パンデミックに出現する善きも悪しきも包含した人間の性を物語を通して味わえる。コロナ禍の今こそ賞味してみる価値のある本だと思う。
Posted by ブクログ
藤原氏の大きな危機を招いた天平の天然痘の大流行を描いた作品である。
単行本から文庫化するのを待っていたのだ、まさか、コロナという新たな病のパンデミィック下で読むことになろうとは皮肉なものである。
舞台は二つ。一つは貧しい人々を受けいれ治療している施薬院で不満を抱えながら働く下級役人名代の行く道のり。
もう一つはかつて侍医として帝に仕えていた医師である諸男の選ぶ道のり。
二人を囲む病は暴力や詐欺を生み出して、病以上に人々を苦しめる。
現代も奈良時代も変わらない人の浅ましさ。だか、それ以上の気高いものもある。
今、火定にある世界も同じように、大事なものを見失わないことを切に思う。
Posted by ブクログ
時は天平年間。誰であろうと区別なく人を喰らい尽くす感染症が海を渡ってやって来る。次々と命果てる数多の患者を前に無力感に苛まれながらも自らの使命と治療に当たる医療従事者たち。恐怖と絶望感に翻弄され平常心を失う民。無論貴族も例外ではない。秩序が崩壊する京の陰惨な光景を直截的な表現で淡々と描かれた作品に全身が粟立つような臨場感を体験した。理性と感情のガチンコが本書の面白さのひとつと思う。語彙力を試されるような文体も魅力。
Posted by ブクログ
字が大きいので早く読み終わるかなと思いきや、人名や役職や物の名前などが昔風なので読みづらい。
最初は文句ばっかりの兄ちゃん。疫病を通して色んな経験をしながら、「医者とは何か」「人の死の意味とは」みたいなことを考えるようになっていく。
予想外の展開やどんでん返しみたいな盛り上がりはない。だけど話は現実味があり上手くまとまってるし、冤罪で捕まって捻くれて拗らせてるお爺ちゃんの復讐(?)も上手く行きそうだからスッキリと読み終えられた。

**データ抜粋:**
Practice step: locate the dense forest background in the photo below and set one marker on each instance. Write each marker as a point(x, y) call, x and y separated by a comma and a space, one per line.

==

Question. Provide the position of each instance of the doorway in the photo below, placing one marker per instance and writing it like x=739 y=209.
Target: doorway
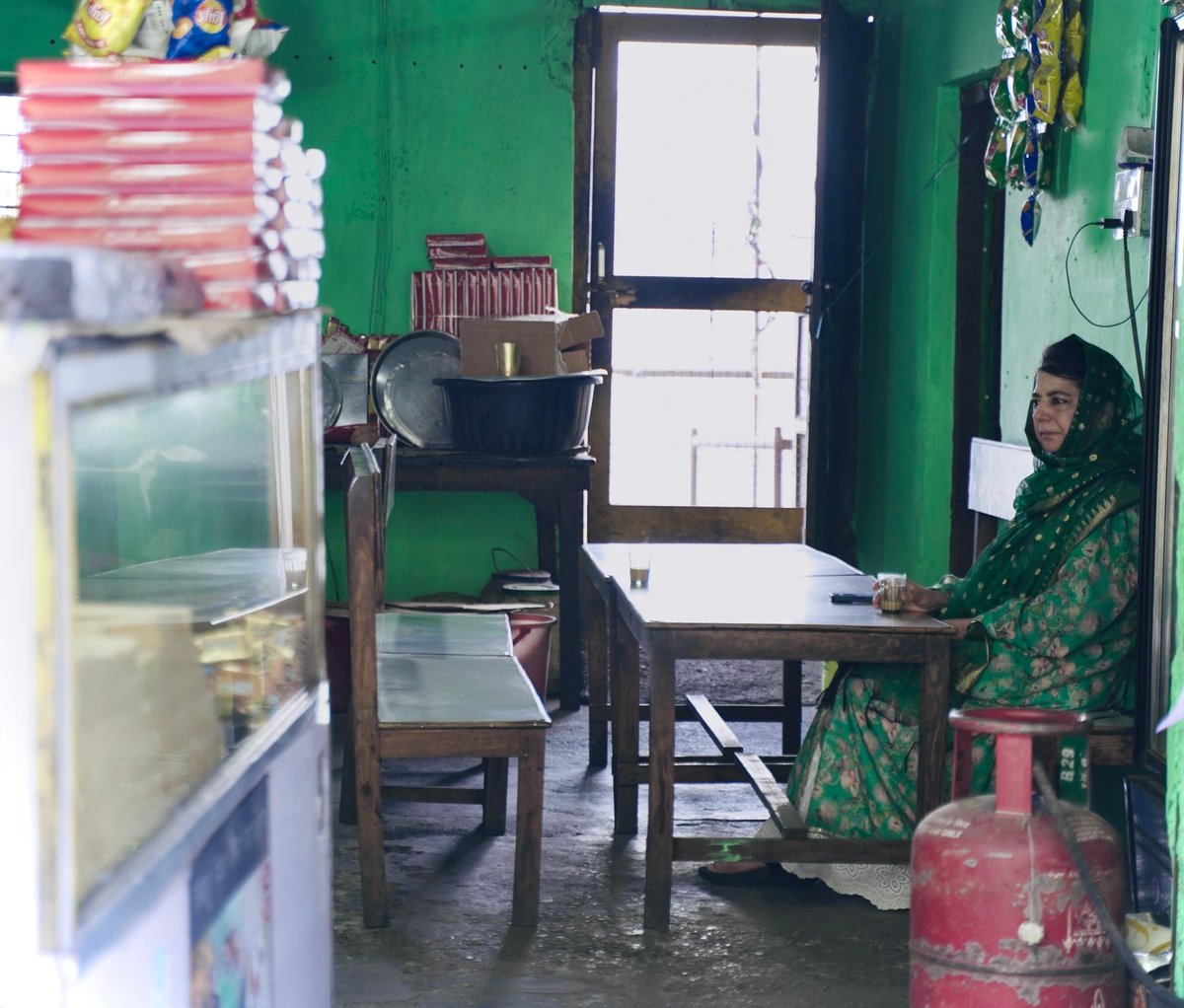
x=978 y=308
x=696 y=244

**やること:**
a - 疫病小説の感想文について、次の問いに答えよ。
(i) 施薬院で不満を抱えながら働く下級役人の名は何か。
(ii) かつて侍医として帝に仕えていた医師の名は何か。
(iii) 字が大きいのに読みづらいとされる理由は何か。
b - 疫病小説の感想文を、最後の文のあとから書き進めよ。

**解答:**
a -
(i) 名代
(ii) 諸男
(iii) 人名や役職や物の名前などが昔風だから。

b -
でも読み返すことはないかも…。
Posted by ブクログ
天平の時代の天然痘パンデミックの話
これが出版されたのはコロナパンデミックの前
起こる事態が想像できすぎて辛い。
よく生き残って今の命に繋げてくれたなと思う、先祖様。
Posted by ブクログ
天平の平城京で巻き起こった
天然痘パンデミックの話。
本望でなく医療に従事している名代と
志を政治に翻弄され
医者としての役目を放棄した諸尾。
ふたりを軸に都の混乱が
どうやって広まっていったのか描かれる。
どのキャラも二面性があって
諸尾を詐欺に引き込む有須は悪党だけど
同房だった虫麻呂を見捨てないし
懸命に治療を続ける施療院の関係者でも
いざ自分が罹患するかもと思ったら
恐怖で逃げ出す。
さまざまな人間の業があらわになって
しんどい展開ではあったけど
そんな中で生きていくことの力強さも
感じられた物語でした。
Posted by ブクログ
奈良時代の天然痘のパンデミックのお話でコロナ禍の今と通じる部分があった。見えない恐怖に対してパニックになり、何かにすがろうとしたり、何かを悪者にして攻撃したりする大衆心理が、グロテスクな表現で描かれている。医者の矜持も素晴らしいと思った。
Posted by ブクログ
パンデミックによって浮かび上がる、人間の光と闇。これほどの絶望に、人は立ち向かえるのか。
疫病の流行、政治・医療不信、偽神による詐欺……絶望的な状況で露わになる人間の「業」を圧倒的筆力で描き切った歴史長編。
Posted by ブクログ
Yちゃん布教本
今まで天平ものを読んできたけど華やかなやつ
これは…グロい…すっ飛ばして何とか心を保ってます
読み休憩しながら、平和を感じてます
Posted by ブクログ
目に見えない疫病の恐怖。そして死と破滅が隣り合わせの中、人は何を見出すのか。奈良時代の平城京を舞台にパンデミックを描いた歴史小説です。
庶民相手に多忙を極める施薬院の仕事に嫌気が差していた官人の名代は、同僚と薬の買い付けに向かった市で、高熱で倒れる若い男を見かける。そしてその男を看病した、諸男という男には、前歴があるらしいが……
その後、高熱が続いた後、一端熱が下がる病が、都のあちこちで発生。それはかつて国を恐慌に陥れた天然痘の流行の始まりだった。
ストーリーの運び方がとにかく上手だった。静かに始まった異変が徐々に広がり、都を地獄に変えていく。その過程で容赦なく描かれる人々の運命の末路。発疹に全身を侵される人。幼い子供たちへの感染。死を覚悟した人たちと、それをただ見送る事しかできない名代たち。
病魔の過酷さと、名代たち医療関係者の奮闘が物語の片輪を担います。そしてもう一人、物語の中心人物となるのが猪名辺諸男。元は地位の高い医師だった彼だが、同僚の嫉妬から無実の罪で獄舎へ送られることに。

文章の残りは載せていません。